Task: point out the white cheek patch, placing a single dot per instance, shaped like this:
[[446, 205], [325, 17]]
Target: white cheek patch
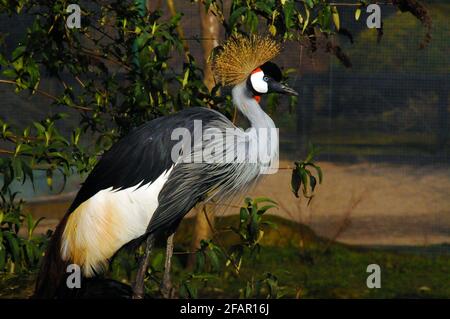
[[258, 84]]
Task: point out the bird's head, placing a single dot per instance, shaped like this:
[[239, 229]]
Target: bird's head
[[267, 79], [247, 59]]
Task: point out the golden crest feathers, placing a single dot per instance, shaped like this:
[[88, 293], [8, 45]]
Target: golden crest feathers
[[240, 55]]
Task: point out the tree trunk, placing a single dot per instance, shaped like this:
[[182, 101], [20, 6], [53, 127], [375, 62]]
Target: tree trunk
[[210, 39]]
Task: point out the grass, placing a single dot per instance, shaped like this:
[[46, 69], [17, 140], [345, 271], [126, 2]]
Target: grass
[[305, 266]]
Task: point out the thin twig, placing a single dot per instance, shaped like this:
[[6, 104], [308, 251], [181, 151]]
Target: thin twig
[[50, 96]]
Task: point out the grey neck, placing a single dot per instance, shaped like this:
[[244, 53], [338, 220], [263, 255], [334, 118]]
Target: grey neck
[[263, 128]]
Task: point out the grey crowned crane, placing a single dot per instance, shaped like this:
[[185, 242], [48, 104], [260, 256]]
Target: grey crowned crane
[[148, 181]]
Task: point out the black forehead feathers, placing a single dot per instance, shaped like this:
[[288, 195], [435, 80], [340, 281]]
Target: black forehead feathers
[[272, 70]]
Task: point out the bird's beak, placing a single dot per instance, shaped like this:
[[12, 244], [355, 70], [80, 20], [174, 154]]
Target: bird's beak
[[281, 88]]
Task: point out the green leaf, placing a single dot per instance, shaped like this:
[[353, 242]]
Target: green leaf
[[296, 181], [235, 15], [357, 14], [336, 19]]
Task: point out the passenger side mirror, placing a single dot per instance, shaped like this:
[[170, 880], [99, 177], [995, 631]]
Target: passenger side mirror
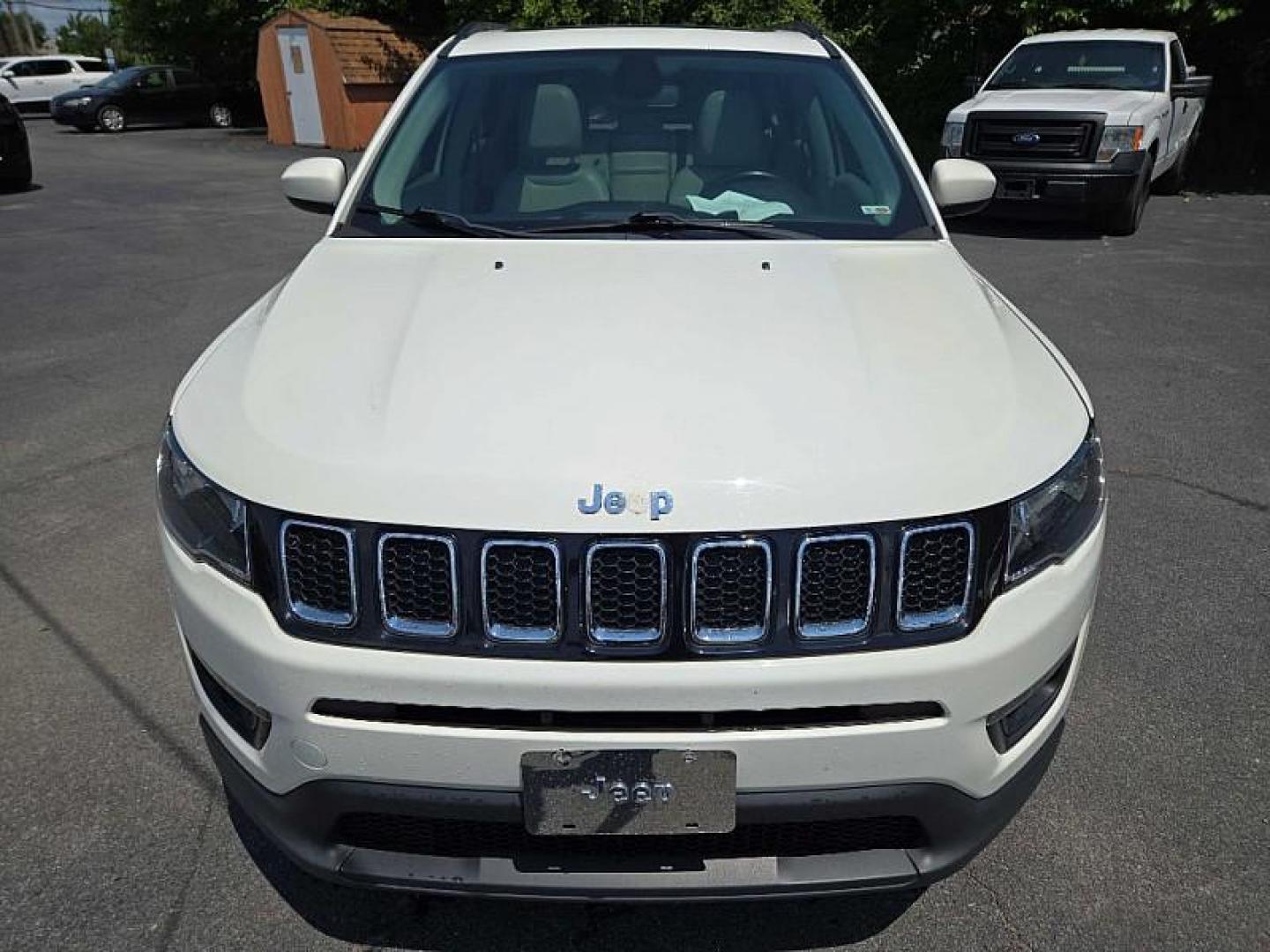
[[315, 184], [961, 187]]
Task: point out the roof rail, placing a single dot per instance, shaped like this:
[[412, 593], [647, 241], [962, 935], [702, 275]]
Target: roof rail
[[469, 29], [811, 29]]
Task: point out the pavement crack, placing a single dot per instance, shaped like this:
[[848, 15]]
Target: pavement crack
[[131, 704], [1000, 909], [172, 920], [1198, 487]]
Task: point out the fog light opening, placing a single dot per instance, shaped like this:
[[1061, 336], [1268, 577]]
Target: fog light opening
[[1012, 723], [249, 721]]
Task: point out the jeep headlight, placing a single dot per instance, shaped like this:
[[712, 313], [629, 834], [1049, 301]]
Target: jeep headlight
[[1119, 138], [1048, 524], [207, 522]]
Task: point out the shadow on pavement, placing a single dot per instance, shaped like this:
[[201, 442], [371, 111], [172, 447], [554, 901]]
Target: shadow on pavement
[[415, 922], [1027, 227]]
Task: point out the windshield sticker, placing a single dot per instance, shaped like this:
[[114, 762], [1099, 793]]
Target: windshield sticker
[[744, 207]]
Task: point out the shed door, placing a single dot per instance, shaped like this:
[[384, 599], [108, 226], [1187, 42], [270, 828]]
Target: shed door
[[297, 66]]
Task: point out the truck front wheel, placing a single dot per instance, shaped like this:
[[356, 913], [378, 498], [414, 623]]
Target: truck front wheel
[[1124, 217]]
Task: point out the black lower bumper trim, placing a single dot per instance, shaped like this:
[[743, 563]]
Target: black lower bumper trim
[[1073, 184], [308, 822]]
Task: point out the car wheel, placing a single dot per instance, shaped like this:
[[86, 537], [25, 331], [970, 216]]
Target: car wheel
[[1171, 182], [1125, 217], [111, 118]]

- - - - -

Work to complete
Write out exactly the lines above from the line with "[[114, 762], [1099, 793]]" through the line with "[[743, 563]]", both of them included, and leave out all other lines.

Result for this exercise
[[114, 762], [1099, 793]]
Target: windshield sticker
[[744, 207]]
Task: point out the shed door, placing a single dot per instance, shaped like this:
[[384, 599], [108, 226], [1187, 42], [270, 828]]
Target: shed door
[[297, 66]]
Task: point out the truck front wheel, placing a single dot per instance, shaped like this:
[[356, 913], [378, 498], [414, 623]]
Target: truck front wheel
[[1124, 217]]
Task: point out the black lower bumper trim, placing a single dot per instance, shaped like this:
[[743, 563]]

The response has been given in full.